[Dataset entries]
Start of Block

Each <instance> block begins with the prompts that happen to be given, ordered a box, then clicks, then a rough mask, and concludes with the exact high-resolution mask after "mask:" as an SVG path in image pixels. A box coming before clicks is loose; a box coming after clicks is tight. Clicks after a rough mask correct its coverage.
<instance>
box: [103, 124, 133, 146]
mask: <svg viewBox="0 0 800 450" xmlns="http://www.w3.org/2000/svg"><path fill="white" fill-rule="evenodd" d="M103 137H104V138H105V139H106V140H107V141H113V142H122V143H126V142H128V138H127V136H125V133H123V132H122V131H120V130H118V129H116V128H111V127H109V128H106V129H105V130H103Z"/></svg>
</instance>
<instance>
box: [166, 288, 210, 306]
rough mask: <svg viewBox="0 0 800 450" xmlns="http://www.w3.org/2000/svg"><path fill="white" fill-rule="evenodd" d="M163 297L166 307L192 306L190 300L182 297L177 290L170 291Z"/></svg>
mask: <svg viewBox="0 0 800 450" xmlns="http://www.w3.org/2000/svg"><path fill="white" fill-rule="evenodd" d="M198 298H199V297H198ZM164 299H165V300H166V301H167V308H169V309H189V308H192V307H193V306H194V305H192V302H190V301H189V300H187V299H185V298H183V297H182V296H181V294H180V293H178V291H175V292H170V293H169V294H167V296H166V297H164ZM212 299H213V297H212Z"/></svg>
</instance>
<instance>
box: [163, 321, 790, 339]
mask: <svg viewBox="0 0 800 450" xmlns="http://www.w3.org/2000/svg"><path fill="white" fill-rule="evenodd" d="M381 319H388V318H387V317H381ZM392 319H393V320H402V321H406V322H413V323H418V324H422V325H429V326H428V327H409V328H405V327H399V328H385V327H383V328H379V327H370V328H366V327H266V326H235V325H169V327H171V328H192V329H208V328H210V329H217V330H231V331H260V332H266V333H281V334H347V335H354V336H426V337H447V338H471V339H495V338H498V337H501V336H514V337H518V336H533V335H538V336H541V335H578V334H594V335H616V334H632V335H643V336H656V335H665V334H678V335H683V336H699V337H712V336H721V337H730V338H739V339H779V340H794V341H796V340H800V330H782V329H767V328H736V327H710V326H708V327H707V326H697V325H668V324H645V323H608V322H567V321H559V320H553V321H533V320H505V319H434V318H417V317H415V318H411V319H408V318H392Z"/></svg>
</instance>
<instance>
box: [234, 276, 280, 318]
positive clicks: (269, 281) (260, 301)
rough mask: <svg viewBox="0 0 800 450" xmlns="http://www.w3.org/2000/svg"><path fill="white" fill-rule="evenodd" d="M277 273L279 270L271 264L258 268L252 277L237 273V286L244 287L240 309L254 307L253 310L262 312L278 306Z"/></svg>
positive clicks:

End of Block

WHAT THE EXERCISE ASKS :: Output every line of the data above as a numbered list, skipping any blank lines.

RESPONSE ::
1. Each <instance> block begins with the prompts that happen to be given, ordered a box, then clicks, then a rough mask, and concludes with the exact high-resolution mask after "mask:" as an SVG path in image pixels. A box coming before clicks is loose; a box coming after clicks is tight. Clicks after a rough mask correct its coverage.
2. <instance>
3. box: [103, 124, 133, 146]
4. mask: <svg viewBox="0 0 800 450" xmlns="http://www.w3.org/2000/svg"><path fill="white" fill-rule="evenodd" d="M103 137H104V138H105V139H106V140H107V141H113V142H122V143H126V142H128V138H127V136H125V133H123V132H122V131H120V130H118V129H116V128H111V127H109V128H106V129H105V130H103Z"/></svg>
5. </instance>
6. <instance>
7. box: [166, 288, 210, 306]
8. rough mask: <svg viewBox="0 0 800 450" xmlns="http://www.w3.org/2000/svg"><path fill="white" fill-rule="evenodd" d="M163 297L166 307L192 306L190 300L182 297L177 290L170 291Z"/></svg>
9. mask: <svg viewBox="0 0 800 450" xmlns="http://www.w3.org/2000/svg"><path fill="white" fill-rule="evenodd" d="M198 298H199V297H198ZM164 299H165V300H166V301H167V308H169V309H189V308H192V307H193V306H194V305H192V302H190V301H189V300H187V299H185V298H183V297H182V296H181V294H180V293H178V291H175V292H170V293H169V294H167V296H166V297H164ZM212 299H213V297H212Z"/></svg>
10. </instance>
11. <instance>
12. box: [163, 321, 790, 339]
13. mask: <svg viewBox="0 0 800 450" xmlns="http://www.w3.org/2000/svg"><path fill="white" fill-rule="evenodd" d="M381 319H388V318H387V317H381ZM392 319H393V320H402V321H406V322H413V323H418V324H422V325H429V326H428V327H409V328H405V327H399V328H385V327H383V328H379V327H370V328H366V327H266V326H235V325H169V327H171V328H192V329H208V328H210V329H217V330H231V331H260V332H266V333H281V334H347V335H354V336H426V337H447V338H471V339H495V338H498V337H501V336H514V337H518V336H533V335H538V336H541V335H578V334H594V335H616V334H632V335H643V336H656V335H665V334H678V335H683V336H699V337H712V336H721V337H730V338H739V339H779V340H794V341H796V340H800V330H782V329H767V328H736V327H710V326H708V327H707V326H697V325H668V324H645V323H608V322H567V321H559V320H553V321H533V320H505V319H434V318H417V317H415V318H411V319H408V318H392Z"/></svg>
14. </instance>
15. <instance>
16. box: [234, 276, 280, 318]
17. positive clicks: (269, 281) (260, 301)
18. rough mask: <svg viewBox="0 0 800 450" xmlns="http://www.w3.org/2000/svg"><path fill="white" fill-rule="evenodd" d="M277 273L279 270L271 264L258 268L252 277L237 273V286L244 287L240 309L254 307L253 310L262 312L278 306Z"/></svg>
19. positive clicks:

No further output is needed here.